I was so grieved back in December when I learned that Dan had passed away. Which seems odd because it isn’t like I knew him or anything. I wouldn’t be looking around my table at Christmas, grieving over the empty space. But because Dan shared his soul through his music in a way that spoke to me and that walked me through many years of teenage angst, I guess I felt a kinship with him and felt like I had a window into his soul. And today I was just thinking how thankful I am that sometimes God creates a life and breathes depth and skill and music into it that allows it to weave amazing lyrics that touch the hearts and lives of so many people in with haunting and soulful melodies that stir the soul. And I’m thankful that Dan Fogelberg and his music were such a part of my teen years and beyond, and that now–even though the records are long since scratched beyond recognition–I have those songs available to me again on my iPod.
May 13th, 2008 at 9:15 am
great post.
May 13th, 2008 at 12:25 pm
Mmmm, here is where we differ, Chewymom. I’m not a big Fogelberg fan at all. Got into a big debate about him once at work…my boss’s wife LOVED him, but the rest of us just didn’t get it. Except I think Danny Boy is the one I like…and I was so sad when I found out Fogelberg was the singer, because I was so staunchly anti-Fogelberg.
But yeah, he was huge with the ladies. Underwear thrown on the stage and everything, I’m told.

## Work to do
Set down the passage above about Dan Fogelberg verbatim, starting with "May 13th, 2008 at 12:25" and going on through "so staunchly anti-Fogelberg.".

## Material provided
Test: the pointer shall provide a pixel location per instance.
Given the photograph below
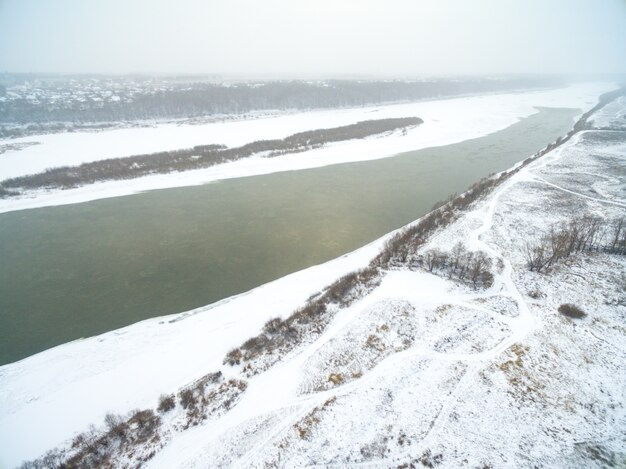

## Exercise result
May 13th, 2008 at 12:25 pm
Mmmm, here is where we differ, Chewymom. I’m not a big Fogelberg fan at all. Got into a big debate about him once at work…my boss’s wife LOVED him, but the rest of us just didn’t get it. Except I think Danny Boy is the one I like…and I was so sad when I found out Fogelberg was the singer, because I was so staunchly anti-Fogelberg.